» SOURCE TEXT:
Screen Shot 2015-07-22 at 1.17.49 PMMeniscus tears are among the most common knee injuries. Anyone at any age can tear a meniscus, but athletes, particularly those who play contact sports, are at higher risk for meniscus tears. When an orthopaedic surgeon references torn cartilage in the knee, they are usually referring to a torn meniscus.

To understand a meniscus tear, it helps to have a general understanding of the knee. There are three bones that meet to form your knee joint:

  • Thighbone (femur)
  • Shinbone (tibia)
  • Kneecap (patella)

Two wedge-shaped pieces of cartilage act as “shock absorbers” between your thighbone and shinbone. These are known as the. They are tough and rubbery to help cushion the joint and keep it stable.

Meniscus tears happen in different ways. Tears are classified by how they look, as well as where the tear occurs. Common tears include bucket handle, flap, and radial. Sports-related meniscus tears often occur along with other knee injuries, such as anterior cruciate ligament (ACL) tears.

Causes of a Meniscus Tear

Meniscus tears during sports will happen suddenly. Players may cause a tear by squatting and then twisting the knee. Direct contact, like a tackle, can sometimes be involved.

Older people are more likely to have degenerative meniscus tears. Cartilage weakens and wears thin over time and aged, worn tissue is more prone to tears. Just an awkward twist when getting up from a chair may be enough to cause a tear, if the menisci have weakened with age.

Symptoms of a Meniscus Tear

Most people can still walk on their injured knee, but you might feel a “pop” when you walk after you tear a meniscus. Many athletes are able to continue playing with a tear. Over  the course of 2 to 3 days however, your knee will gradually become more swollen and begin to stiffen up.

The most common symptoms of meniscus tear are:

  • Pain
  • Stiffness and swelling
  • Catching or locking of your knee
  • Weakness in the knee
  • Restricted range of motion

Without treatment, a piece of meniscus may come loose and drift into the joint. This can cause your knee to slip, pop, or lock.

Treatment for a Meniscus Tear

Treatment for your meniscus tear will depend on the type of tear you have, its size and location.

Nonsurgical Treatment

If your tear is small and on the outer edge of the meniscus, it may not require surgical repair. As long as your symptoms do not persist and your knee is stable, nonsurgical treatment may be all you need. Treatment includes the popular RICE method:

  • Rest
  • Ice
  • Compression
  • Elevation

Non-steroidal anti-inflammatory medicines like naproxen and ibuprofen may be used with any of the treatments above to help reduce pain and swelling.

Surgical Treatment

If nonsurgical treatment has failed, your orthopaedic surgeon may suggest arthroscopic surgery. Common surgical treatments include:

Knee Arthroscopy

Knee arthroscopy is one of the most commonly performed surgical procedures. During the procedure, a miniature camera is inserted through a small incision. This provides a clear view of the inside of the knee. Your surgeon then inserts miniature surgical instruments through other incisions to trim and repair the tear.

Meniscus Repair

Some meniscus tears can be repaired by using an arthroscopic procedure sutures the torn pieces together. Whether a tear can be successfully treated with repair depends upon the type of tear, as well as the overall condition of the injured meniscus. Because the meniscus must heal back together, recovery time for a repair is much longer than from a meniscectomy.

Partial Meniscectomy

In a partial meniscectomy, the damaged meniscus tissue is trimmed away using an arthroscopic procedure.

Rehabilitation Following Meniscus Surgery

After surgery, your surgeon may put your knee in a brace to keep it from moving. If you have had a meniscus repair procedure, you will need to use crutches for about a month to keep weight off of your knee.

Once the initial healing is complete, you will prescribed rehabilitation exercises and a physical therapy schedule. Regular exercise to restore your knee mobility and strength is necessary. You will start with exercises to improve your range of motion. Strengthening exercises will gradually be added to your rehabilitation plan.

Rehabilitation time for a meniscus repair is about 3 months. A meniscectomy requires less time for healing approximately 3 to 4 weeks.

Meniscus tears are extremely common knee injuries. With proper diagnosis, treatment, and rehabilitation, patients often return to their pre-injury abilities.

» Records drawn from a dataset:
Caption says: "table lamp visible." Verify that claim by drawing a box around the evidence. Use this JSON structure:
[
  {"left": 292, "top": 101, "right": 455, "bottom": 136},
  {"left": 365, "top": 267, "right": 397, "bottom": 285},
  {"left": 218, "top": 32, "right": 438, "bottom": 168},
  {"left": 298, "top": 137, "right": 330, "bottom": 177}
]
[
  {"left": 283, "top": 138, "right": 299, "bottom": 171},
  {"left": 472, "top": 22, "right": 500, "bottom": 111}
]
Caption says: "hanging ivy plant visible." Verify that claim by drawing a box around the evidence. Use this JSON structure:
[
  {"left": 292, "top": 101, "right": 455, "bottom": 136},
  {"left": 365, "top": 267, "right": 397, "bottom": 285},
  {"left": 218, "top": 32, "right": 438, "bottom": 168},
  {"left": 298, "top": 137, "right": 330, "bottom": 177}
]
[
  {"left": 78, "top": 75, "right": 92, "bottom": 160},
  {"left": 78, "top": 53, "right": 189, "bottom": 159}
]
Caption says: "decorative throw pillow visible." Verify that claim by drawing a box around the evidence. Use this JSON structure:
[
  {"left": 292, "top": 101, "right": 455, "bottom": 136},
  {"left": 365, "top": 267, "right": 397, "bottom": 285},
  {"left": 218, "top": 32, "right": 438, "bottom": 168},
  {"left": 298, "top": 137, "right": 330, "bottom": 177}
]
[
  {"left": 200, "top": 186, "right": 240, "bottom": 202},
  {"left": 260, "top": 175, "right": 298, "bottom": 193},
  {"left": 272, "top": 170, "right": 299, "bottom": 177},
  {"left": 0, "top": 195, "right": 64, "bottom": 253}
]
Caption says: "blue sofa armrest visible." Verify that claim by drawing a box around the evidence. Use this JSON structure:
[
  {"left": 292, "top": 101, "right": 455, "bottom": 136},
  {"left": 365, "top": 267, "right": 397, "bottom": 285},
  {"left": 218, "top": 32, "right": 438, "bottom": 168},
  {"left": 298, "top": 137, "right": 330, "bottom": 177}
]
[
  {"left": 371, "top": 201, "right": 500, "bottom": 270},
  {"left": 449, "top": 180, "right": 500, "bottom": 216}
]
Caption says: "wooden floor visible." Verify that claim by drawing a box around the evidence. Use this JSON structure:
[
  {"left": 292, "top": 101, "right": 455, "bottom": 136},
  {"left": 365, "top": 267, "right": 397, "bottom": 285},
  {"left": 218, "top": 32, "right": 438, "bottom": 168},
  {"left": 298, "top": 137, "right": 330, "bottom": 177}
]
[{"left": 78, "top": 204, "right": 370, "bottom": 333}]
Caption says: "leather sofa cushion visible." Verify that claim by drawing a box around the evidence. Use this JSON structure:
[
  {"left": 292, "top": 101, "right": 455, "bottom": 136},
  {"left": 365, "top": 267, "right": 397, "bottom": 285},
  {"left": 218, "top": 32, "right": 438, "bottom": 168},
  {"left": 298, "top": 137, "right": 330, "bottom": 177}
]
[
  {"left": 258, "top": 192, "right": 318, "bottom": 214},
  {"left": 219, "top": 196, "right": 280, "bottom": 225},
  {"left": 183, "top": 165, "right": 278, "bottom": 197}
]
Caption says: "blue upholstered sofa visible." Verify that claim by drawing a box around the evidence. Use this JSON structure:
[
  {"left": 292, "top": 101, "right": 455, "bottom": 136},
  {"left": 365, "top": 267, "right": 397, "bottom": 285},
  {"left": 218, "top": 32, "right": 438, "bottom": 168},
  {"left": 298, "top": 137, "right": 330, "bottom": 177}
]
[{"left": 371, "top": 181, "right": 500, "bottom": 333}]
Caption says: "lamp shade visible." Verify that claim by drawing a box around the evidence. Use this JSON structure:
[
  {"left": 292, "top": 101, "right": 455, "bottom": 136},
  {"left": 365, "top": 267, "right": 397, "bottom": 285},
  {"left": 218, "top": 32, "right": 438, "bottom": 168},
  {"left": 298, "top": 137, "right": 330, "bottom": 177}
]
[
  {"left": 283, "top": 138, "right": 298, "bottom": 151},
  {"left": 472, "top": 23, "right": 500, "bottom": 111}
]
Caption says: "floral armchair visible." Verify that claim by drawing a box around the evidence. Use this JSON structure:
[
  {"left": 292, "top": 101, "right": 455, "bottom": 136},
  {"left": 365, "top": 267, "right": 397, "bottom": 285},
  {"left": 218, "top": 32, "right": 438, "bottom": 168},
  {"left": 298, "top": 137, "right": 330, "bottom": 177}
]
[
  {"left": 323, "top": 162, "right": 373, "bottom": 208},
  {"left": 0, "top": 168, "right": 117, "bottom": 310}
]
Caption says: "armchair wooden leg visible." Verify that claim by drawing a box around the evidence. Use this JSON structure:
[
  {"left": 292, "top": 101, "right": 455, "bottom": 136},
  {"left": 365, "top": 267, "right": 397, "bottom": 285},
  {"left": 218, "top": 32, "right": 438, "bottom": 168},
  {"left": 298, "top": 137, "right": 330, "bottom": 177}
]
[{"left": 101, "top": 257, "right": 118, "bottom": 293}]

» WORK REQUIRED: Print the portion of the meniscus tear article above starting at "Meniscus tears are extremely" and ending at "their pre-injury abilities.", with no changes.

» ANSWER SPACE:
Meniscus tears are extremely common knee injuries. With proper diagnosis, treatment, and rehabilitation, patients often return to their pre-injury abilities.